Source material START

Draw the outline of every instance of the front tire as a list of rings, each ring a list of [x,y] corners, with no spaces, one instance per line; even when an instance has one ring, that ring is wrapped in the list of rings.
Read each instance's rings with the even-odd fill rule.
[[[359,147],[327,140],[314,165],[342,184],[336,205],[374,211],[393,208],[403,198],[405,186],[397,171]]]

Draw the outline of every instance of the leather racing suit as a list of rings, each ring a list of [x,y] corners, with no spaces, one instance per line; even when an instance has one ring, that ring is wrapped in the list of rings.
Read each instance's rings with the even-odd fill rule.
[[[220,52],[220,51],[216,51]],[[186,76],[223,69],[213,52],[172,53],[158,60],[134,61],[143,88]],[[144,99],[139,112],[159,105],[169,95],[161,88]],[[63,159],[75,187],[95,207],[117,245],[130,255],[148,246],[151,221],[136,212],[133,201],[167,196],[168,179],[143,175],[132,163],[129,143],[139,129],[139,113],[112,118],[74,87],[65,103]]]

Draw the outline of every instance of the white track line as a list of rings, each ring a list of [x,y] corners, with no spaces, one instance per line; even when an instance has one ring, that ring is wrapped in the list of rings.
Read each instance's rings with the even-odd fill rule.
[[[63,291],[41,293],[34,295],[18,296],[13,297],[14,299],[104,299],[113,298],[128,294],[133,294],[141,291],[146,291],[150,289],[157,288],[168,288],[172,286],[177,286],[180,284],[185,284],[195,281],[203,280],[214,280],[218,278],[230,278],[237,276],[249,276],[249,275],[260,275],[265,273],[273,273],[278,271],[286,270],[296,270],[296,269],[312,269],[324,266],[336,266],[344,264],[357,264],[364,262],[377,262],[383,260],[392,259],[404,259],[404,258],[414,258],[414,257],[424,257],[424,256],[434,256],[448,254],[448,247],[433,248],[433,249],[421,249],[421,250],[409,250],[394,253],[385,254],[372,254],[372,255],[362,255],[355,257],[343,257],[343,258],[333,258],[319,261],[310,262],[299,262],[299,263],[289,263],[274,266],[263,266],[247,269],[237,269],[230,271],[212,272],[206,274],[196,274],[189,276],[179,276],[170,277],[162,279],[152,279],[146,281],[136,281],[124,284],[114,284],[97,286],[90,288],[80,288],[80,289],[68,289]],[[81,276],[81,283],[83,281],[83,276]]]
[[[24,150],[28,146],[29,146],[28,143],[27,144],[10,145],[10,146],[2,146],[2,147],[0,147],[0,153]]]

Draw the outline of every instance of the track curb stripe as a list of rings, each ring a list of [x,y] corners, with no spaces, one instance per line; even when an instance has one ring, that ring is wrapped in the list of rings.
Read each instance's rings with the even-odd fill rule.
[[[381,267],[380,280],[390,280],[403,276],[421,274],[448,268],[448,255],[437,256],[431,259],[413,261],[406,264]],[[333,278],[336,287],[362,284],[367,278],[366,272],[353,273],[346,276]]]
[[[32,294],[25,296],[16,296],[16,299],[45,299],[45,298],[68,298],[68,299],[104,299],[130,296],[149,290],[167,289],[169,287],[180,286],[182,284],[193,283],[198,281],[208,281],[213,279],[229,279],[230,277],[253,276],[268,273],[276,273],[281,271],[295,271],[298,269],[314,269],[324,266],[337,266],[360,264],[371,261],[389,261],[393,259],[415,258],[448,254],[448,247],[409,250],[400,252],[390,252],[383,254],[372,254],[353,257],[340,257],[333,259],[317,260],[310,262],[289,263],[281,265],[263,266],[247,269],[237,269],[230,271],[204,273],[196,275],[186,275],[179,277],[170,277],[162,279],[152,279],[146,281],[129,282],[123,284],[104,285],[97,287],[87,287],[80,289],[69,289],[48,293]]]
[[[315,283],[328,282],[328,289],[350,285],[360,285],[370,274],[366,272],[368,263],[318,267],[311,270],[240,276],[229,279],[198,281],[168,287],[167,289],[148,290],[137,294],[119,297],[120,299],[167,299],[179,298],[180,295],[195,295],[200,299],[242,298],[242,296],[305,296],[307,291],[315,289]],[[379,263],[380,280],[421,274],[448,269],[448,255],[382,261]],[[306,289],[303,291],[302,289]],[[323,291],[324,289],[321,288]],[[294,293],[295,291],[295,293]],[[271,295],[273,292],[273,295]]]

Source material END

Exercise brief:
Wherever the string "outline" occurs in the records, copy the line it is in.

Your response:
Draw the outline of every instance of the front tire as a list of rings, each ring a list of [x,y] corners, with no spaces, one instance per line; even when an instance has one ring, that ring is wrapped in the list of rings.
Draw the outline of every instance of the leather racing suit as a list of rings, each ring a list of [x,y] corners, with no spaces, one instance per line; even when an instance has one ring, that ring is wrapped in the list of rings.
Draw the outline of every instance of the white track line as a list of rings, each ring a list of [x,y] corners, with no spaces, one instance per line; even when an instance has one ring, that ring is wrapped in the list of rings.
Draw the outline of every instance of the track curb stripe as a list of rings, each ring a list of [x,y] corners, with no spaces, one instance per line; even when an instance has one ring, that ring is wrapped in the list of rings.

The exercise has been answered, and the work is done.